- EXTRACTED DATA:
____
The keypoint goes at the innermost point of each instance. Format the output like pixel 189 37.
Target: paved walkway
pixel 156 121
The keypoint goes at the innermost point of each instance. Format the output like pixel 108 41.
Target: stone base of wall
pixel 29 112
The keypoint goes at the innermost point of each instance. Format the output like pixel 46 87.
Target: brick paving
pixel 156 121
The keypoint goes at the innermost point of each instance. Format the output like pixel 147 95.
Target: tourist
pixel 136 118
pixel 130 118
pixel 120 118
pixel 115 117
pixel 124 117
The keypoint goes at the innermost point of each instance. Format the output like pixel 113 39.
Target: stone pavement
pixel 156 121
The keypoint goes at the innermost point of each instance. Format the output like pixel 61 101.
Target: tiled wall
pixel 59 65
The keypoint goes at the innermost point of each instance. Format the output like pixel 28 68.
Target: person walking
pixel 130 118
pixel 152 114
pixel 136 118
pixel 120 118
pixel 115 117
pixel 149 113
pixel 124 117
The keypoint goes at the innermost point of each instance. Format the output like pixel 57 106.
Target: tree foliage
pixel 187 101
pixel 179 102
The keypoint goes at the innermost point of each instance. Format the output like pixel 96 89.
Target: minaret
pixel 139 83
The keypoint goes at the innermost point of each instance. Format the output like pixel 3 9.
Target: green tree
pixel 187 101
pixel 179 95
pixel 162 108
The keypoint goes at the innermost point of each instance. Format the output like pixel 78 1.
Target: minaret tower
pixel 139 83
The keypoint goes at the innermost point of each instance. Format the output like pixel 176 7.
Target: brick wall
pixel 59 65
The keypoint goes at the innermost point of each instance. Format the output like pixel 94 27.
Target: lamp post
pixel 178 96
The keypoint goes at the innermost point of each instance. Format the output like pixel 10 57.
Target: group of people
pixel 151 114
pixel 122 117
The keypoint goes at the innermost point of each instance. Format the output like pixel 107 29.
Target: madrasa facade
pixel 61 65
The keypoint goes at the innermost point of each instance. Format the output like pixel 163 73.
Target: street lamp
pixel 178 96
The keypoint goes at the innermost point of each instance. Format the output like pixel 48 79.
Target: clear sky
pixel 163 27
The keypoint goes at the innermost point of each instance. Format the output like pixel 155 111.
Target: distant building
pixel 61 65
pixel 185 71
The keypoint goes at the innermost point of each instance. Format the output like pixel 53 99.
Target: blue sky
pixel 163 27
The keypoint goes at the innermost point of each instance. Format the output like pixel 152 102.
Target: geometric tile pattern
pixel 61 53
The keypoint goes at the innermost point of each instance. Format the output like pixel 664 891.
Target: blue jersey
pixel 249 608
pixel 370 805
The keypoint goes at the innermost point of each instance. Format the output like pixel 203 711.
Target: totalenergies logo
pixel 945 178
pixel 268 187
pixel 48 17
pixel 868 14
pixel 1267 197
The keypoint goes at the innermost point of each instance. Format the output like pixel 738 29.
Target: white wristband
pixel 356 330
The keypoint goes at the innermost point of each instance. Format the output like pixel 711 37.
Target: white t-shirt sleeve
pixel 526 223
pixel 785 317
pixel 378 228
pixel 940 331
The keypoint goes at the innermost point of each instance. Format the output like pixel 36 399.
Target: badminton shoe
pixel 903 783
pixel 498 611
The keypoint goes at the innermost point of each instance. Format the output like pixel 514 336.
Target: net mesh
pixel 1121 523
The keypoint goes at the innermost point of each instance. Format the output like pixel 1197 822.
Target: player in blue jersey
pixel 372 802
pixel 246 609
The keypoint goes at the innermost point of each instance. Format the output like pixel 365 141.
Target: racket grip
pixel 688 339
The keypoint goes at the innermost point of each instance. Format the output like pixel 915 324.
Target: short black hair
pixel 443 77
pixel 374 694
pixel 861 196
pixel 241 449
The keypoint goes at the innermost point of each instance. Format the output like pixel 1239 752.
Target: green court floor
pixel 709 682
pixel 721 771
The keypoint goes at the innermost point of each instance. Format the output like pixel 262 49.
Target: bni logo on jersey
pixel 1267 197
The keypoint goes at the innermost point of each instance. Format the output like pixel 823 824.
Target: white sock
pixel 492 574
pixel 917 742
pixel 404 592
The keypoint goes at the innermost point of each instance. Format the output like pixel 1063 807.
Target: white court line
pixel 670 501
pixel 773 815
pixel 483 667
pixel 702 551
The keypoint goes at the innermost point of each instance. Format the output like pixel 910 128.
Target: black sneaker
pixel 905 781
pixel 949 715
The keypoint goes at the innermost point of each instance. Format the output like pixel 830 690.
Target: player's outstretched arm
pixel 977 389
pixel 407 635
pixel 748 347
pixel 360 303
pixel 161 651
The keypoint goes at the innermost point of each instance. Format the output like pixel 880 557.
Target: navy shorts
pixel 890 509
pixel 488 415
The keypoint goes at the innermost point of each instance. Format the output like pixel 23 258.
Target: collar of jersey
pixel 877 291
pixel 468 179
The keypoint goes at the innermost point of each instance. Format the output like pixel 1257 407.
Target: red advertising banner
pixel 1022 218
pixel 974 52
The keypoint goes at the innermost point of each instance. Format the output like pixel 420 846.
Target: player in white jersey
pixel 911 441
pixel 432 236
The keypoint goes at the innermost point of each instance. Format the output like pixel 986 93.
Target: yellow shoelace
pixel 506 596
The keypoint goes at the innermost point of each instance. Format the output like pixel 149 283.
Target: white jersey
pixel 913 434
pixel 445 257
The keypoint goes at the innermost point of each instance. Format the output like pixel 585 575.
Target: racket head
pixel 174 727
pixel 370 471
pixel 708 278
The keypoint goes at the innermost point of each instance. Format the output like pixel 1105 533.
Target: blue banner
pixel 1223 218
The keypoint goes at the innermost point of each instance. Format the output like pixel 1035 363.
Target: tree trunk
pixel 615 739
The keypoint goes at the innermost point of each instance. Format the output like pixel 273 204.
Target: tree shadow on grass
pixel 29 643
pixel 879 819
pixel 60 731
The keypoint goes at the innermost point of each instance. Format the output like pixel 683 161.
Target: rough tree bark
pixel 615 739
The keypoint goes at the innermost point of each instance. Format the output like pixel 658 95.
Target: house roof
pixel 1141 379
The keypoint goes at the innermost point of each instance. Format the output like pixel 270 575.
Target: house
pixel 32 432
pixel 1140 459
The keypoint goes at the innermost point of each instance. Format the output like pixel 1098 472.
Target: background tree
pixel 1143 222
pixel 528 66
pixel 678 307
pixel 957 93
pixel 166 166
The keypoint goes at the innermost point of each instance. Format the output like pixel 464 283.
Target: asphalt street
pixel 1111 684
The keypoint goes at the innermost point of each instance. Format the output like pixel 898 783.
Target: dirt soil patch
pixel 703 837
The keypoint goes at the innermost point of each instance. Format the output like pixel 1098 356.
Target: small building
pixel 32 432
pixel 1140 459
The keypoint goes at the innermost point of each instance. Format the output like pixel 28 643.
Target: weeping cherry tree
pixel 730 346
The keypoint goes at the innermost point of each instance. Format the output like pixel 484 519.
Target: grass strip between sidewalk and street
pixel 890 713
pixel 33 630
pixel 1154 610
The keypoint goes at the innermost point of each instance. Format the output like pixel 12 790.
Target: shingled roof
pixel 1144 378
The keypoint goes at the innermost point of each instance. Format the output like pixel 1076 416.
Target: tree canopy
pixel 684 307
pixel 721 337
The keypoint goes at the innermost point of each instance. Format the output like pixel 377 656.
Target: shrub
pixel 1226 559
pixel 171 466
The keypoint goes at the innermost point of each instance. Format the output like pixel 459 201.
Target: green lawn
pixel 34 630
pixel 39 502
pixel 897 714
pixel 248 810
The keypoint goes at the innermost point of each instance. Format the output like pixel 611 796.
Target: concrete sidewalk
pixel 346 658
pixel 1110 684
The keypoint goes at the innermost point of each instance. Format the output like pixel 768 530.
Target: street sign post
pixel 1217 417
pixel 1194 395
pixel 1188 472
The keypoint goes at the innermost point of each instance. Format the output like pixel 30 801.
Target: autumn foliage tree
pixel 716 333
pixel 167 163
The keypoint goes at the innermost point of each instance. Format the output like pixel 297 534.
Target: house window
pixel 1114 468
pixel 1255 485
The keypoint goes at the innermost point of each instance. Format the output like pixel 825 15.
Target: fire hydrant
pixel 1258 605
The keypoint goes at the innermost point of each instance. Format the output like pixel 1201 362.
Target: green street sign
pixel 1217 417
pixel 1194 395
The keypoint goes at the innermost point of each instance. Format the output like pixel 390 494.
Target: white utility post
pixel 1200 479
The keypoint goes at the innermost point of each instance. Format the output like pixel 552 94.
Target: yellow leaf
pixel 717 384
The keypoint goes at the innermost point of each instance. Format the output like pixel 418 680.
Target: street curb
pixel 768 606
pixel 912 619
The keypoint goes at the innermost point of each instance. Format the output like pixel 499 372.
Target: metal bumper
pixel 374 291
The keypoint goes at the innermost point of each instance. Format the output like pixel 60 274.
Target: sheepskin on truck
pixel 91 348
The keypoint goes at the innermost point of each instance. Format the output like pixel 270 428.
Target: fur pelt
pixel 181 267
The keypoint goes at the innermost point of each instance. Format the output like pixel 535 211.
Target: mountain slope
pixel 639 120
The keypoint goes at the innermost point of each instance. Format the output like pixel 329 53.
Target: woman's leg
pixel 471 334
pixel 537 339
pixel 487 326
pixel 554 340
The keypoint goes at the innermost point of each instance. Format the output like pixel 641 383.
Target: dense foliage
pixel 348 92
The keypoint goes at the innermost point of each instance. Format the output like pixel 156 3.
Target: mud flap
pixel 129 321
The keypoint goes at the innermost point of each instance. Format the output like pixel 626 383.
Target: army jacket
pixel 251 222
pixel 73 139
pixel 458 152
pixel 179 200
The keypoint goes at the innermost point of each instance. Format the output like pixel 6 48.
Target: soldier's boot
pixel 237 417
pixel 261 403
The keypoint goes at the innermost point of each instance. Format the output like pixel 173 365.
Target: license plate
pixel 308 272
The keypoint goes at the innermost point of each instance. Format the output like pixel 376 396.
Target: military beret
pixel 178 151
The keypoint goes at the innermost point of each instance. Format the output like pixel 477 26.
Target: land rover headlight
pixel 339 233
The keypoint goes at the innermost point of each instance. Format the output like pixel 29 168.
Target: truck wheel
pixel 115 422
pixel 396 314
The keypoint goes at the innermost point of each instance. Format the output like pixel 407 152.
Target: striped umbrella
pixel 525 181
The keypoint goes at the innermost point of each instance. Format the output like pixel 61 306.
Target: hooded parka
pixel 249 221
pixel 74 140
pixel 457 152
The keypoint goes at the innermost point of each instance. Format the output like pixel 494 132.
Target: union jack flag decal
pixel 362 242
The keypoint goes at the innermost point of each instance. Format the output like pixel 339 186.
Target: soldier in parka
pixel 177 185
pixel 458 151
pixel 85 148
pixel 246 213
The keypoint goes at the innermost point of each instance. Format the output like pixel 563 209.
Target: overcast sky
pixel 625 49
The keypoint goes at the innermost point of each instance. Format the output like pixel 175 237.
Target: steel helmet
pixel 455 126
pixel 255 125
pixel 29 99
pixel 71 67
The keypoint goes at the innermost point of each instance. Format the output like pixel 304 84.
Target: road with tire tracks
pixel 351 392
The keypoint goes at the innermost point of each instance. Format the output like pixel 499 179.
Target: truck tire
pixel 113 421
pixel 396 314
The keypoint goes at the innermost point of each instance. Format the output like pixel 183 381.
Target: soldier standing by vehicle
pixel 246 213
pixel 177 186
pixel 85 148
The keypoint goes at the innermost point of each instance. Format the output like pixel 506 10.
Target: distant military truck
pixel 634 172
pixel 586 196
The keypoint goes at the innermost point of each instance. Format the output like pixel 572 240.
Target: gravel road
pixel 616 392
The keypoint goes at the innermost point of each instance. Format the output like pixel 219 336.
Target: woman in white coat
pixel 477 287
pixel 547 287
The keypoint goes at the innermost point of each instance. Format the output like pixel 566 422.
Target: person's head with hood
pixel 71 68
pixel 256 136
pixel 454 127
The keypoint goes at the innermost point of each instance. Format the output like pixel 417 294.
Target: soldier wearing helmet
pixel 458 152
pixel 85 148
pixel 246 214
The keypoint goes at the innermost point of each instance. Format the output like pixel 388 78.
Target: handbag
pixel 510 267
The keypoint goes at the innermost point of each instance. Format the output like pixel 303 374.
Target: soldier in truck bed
____
Reproduce the entries word for word, starting with the line that contains "pixel 219 336." and continuing through the last line of the entries.

The keypoint goes at the innermost point of each instance. Format the output like pixel 219 336.
Target: woman in white coat
pixel 477 287
pixel 547 287
The keypoint goes at the innermost point of each instance. Format the output like pixel 566 422.
Target: person's head with hood
pixel 71 68
pixel 256 136
pixel 454 127
The keypoint goes at the innermost point of each instance. Format the output like pixel 417 294.
Target: soldier wearing helmet
pixel 458 152
pixel 85 148
pixel 246 214
The keypoint goes at the innermost point of each instance. Format the output like pixel 388 78.
Target: handbag
pixel 510 267
The keypoint goes at the innermost point of each instance. Format the output like pixel 303 374.
Target: soldier in truck bed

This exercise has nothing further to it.